Directions:
In the entries below, find the line containing "Target: concrete walkway" and the line containing "like x=216, y=133.". Copy those two lines and everything between them exactly, and only that.

Exercise data:
--- START ---
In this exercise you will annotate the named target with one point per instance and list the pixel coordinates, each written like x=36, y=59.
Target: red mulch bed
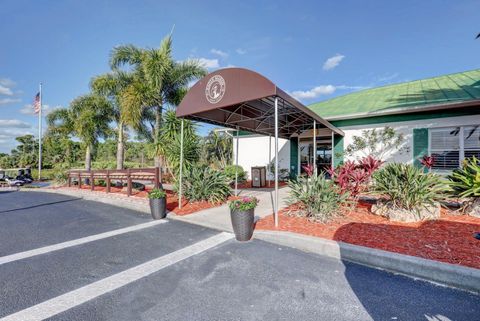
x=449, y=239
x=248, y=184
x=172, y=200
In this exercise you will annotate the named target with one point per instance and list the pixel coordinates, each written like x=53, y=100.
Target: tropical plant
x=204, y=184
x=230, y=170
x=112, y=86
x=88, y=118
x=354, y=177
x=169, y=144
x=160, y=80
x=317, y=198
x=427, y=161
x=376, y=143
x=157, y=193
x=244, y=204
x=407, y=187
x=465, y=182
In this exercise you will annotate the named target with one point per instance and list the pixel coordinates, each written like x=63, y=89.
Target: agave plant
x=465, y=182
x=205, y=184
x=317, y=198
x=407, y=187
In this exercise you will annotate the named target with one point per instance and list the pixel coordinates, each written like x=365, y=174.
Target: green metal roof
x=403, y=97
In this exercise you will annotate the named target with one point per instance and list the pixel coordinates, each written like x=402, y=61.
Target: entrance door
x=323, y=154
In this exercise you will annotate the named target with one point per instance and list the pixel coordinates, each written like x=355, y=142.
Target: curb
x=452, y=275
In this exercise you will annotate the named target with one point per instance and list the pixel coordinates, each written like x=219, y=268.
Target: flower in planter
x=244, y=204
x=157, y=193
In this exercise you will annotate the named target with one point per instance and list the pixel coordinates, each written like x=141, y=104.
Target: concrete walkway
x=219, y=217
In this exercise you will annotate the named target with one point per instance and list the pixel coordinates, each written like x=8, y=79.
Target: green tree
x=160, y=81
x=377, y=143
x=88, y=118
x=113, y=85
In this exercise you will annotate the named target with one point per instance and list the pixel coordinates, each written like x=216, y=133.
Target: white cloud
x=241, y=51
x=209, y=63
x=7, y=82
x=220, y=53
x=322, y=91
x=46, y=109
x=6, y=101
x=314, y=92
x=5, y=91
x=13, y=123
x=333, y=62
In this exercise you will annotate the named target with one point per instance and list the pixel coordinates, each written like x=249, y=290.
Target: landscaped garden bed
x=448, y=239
--- END ---
--- START ---
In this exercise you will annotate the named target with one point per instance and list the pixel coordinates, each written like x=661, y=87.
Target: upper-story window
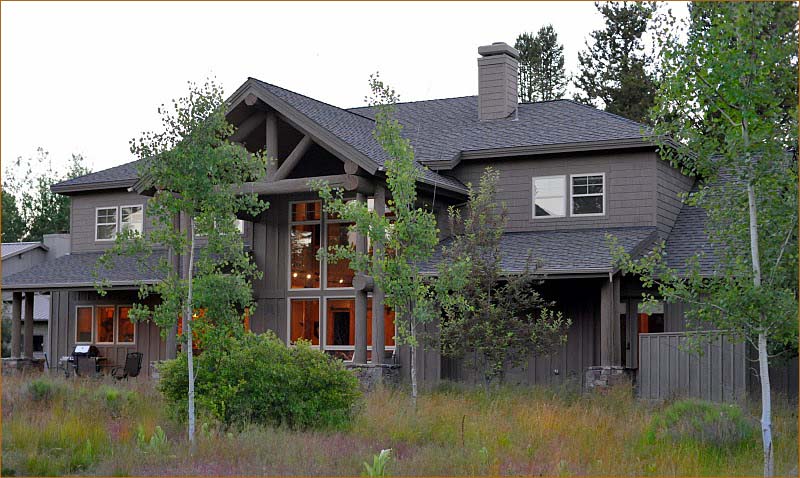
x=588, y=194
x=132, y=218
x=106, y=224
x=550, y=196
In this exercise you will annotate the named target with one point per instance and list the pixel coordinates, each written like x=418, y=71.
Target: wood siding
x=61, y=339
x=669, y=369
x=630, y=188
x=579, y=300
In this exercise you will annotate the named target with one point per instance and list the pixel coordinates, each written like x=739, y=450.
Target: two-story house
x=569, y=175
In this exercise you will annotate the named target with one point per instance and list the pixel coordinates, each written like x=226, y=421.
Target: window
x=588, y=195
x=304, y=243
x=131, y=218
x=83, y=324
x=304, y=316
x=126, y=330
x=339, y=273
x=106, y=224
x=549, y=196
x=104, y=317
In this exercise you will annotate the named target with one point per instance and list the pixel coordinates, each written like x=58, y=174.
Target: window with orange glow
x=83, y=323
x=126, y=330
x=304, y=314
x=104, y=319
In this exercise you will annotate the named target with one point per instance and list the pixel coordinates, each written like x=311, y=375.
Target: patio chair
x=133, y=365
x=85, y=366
--- END ---
--- START ---
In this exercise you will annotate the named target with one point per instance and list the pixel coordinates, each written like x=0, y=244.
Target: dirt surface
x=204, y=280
--- END ---
Answer for the task:
Target: concrete walkway
x=219, y=217
In this exercise you will annotate the named target with one point per instance and list the pixel coordinates, each written like x=8, y=79.
Target: green tree
x=160, y=81
x=377, y=143
x=88, y=118
x=113, y=85
In this exercise you will annotate the named target with one point per instance and list the pixel coordinates, each written like x=216, y=133.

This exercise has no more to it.